*Input for this task*
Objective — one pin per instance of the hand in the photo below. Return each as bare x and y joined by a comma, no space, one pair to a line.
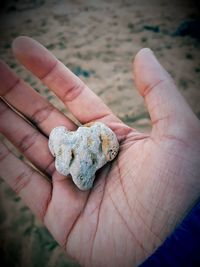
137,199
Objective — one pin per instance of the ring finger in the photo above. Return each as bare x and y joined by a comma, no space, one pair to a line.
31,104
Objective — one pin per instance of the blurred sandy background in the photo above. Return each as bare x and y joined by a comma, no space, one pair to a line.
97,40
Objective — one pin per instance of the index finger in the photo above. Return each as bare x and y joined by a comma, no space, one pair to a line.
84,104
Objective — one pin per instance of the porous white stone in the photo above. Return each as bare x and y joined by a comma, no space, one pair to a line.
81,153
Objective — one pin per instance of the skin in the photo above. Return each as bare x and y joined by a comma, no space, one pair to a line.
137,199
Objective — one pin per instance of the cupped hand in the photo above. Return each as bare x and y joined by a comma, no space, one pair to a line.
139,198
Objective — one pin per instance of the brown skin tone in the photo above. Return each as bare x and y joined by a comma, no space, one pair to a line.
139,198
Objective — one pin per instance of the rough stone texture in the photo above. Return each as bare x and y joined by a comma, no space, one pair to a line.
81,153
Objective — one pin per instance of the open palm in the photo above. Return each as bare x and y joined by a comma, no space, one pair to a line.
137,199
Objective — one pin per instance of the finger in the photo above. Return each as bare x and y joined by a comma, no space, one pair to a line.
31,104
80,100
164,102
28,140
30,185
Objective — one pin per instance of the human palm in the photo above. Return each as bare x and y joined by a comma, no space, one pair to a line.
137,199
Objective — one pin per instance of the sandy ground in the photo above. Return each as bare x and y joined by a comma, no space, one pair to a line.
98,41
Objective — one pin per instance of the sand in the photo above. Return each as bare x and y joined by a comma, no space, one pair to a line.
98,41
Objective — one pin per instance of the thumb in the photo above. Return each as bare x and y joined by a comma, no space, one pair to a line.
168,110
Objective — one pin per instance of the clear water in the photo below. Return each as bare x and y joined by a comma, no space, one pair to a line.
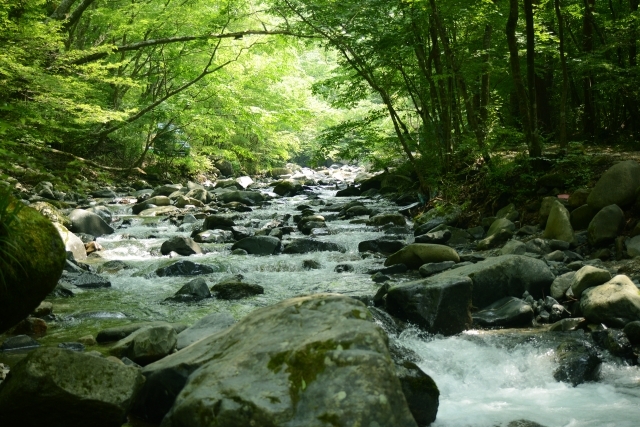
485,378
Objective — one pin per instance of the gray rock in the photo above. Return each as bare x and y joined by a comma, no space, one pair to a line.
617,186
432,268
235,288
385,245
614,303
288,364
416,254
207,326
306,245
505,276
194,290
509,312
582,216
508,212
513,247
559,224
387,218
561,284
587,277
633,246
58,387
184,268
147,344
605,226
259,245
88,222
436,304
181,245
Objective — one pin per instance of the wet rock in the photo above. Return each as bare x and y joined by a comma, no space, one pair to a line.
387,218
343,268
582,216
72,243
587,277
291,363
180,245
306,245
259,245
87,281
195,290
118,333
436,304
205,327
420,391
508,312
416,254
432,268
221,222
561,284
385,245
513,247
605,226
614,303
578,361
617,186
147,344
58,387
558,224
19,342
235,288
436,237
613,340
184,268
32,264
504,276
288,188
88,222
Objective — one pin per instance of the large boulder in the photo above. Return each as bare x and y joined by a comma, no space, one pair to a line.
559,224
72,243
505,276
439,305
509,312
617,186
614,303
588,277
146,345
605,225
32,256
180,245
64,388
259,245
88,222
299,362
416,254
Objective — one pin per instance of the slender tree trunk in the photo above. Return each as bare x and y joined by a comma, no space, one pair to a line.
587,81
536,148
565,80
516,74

*Set problem*
Repeat the listing above exactly, with no pictures.

*Answer for this exercise*
Objective — one pin per instance of the hand in the photo below. Return each as bare x and y joined by a comma, no space, one pair to a line.
137,199
Objective — one pin per instance of the ring finger in the photo above. Return each as bare x and y joined by a comma, no space, one pair to a line.
31,104
Objective — one pin per instance of the blurred sandy background in the photo above. Return each as bare x and y joined by a comma, no space, one pair to a line.
97,40
Objective — one pin per instance of the index finger in the photo above. Return each as bare x and y joined by a comma, no space, one pair to a line.
84,104
Objective — one pin per instance of the porous white stone in the photo above. Return each as bare x and y joined by a comma, no space, one pair to a line.
81,153
Objective — one pin per instance of the skin in the photo above. Return each as bare x and y joined by a comma, no space, one pair to a line.
137,199
Objective — one pin per instance of the cupped hand in the photo above. Return each as bare x and y joined by a comma, no space, one pair to a line.
139,198
Objective — one pin per instance of the brown skin tone in the photo above. Return each as bare x and y joined by a comma, no space, one pair to a line.
139,198
Objective — one pin per instance of the rough stone texture in the photo above. Return each as bare x and y joined by a comma, no space, one pair to a line.
81,153
Objective — one pin per instance of the open palm in the photo above. Return each as bare x and y joined by a comma, no space, one pair to a line.
137,199
Objective — one pin per instance of the finger in the photo above. Return each as bare x and y joined by a comma, no space, one pair to a line.
31,104
80,100
164,102
28,140
30,185
Objective — one pin per instance of the human palm in the photo above. Return each as bare x and y joined by a comma, no space, one pair to a line.
137,199
Objective — one pin per instance of the sandy ground in the photo above. Return each as bare x and y joined by a comma, no space, one pair to a line.
98,41
Objective — one pin per instance of the sand in the photo above. Return each as bare x and y joined by a comma, no space, one pair to a line.
98,41
Objective — one pin per instance of the thumb in the photo above. Return each as bare x and y joined by a comma, no space, one pair to a line.
168,110
Objective — one pin per instance of the clear water in the photo below. Return each as bare x and y joined by a comma, no space, one pair to a line.
485,378
Objective — one pin per instance of the gray rock in the photo above. Return each as bare x and y joined by a comma, no space, one pair to a line.
617,186
432,268
235,288
385,245
614,303
288,364
416,254
207,326
306,245
505,276
194,290
509,312
582,216
508,212
513,247
559,224
387,218
561,284
587,277
633,246
58,387
184,268
147,344
605,226
259,245
88,222
436,304
181,245
Objective — one pin per instance of the wet rock in the photo above. Return each as bare x and y joined by a comma, no space, one pair to a line.
387,218
343,268
582,216
72,243
587,277
291,363
180,245
306,245
259,245
87,281
195,290
118,333
436,304
205,327
420,391
508,312
416,254
432,268
221,222
561,284
385,245
513,247
605,226
614,303
578,361
617,186
147,344
58,387
558,224
19,342
235,288
436,237
613,340
184,268
32,264
504,276
288,188
88,222
Objective — one pin per instance of the large boulder in the photo above. Return each as bare x and y joined by a comma, no space, one pair to a line.
559,224
72,243
505,276
439,305
509,312
617,186
614,303
588,277
146,345
605,225
32,256
180,245
64,388
259,245
88,222
299,362
416,254
Objective — one pin per instance of the slender tree trunk in the photo above. Return each as bare x and y joined by a comma, no space, one pair to a line.
587,81
536,148
565,80
516,74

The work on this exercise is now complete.